• **Work to complete**:
Where the records below reach the line containing "Mark the clasped", start transcribing, and end with the line containing "Query: clasped hands", exactly and with nothing else added.

• **Exercise materials**:

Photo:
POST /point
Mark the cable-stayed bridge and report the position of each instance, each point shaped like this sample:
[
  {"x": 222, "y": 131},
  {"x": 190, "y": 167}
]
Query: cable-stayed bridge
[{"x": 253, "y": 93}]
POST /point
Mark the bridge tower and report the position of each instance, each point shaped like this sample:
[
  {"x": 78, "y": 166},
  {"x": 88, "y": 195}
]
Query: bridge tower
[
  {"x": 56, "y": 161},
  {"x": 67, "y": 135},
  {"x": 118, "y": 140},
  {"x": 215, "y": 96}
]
---
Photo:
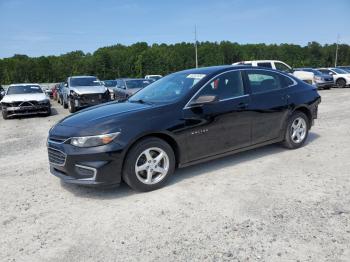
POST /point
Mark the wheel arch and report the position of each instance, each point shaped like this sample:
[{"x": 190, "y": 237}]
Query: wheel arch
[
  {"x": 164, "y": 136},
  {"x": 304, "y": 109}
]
==
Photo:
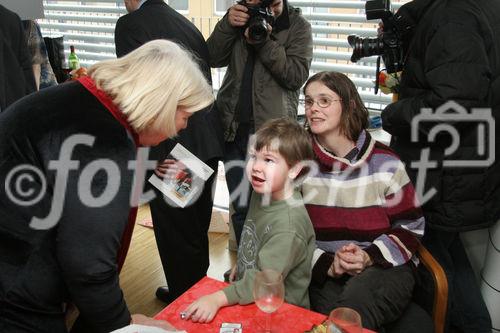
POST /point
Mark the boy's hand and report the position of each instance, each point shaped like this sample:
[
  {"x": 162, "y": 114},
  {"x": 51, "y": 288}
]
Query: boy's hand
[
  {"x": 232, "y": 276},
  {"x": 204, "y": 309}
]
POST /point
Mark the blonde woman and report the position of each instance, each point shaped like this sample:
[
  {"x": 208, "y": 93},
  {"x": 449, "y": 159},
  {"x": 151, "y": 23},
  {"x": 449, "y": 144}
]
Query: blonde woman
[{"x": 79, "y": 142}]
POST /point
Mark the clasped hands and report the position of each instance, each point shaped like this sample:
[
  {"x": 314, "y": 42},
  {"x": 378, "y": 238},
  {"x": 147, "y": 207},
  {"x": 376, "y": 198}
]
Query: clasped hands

• **Exercise response**:
Mark the clasped hands and report the position of each instance, each point shaped like this sample:
[
  {"x": 314, "y": 42},
  {"x": 378, "y": 238},
  {"x": 147, "y": 207},
  {"x": 376, "y": 198}
]
Query: clasped hands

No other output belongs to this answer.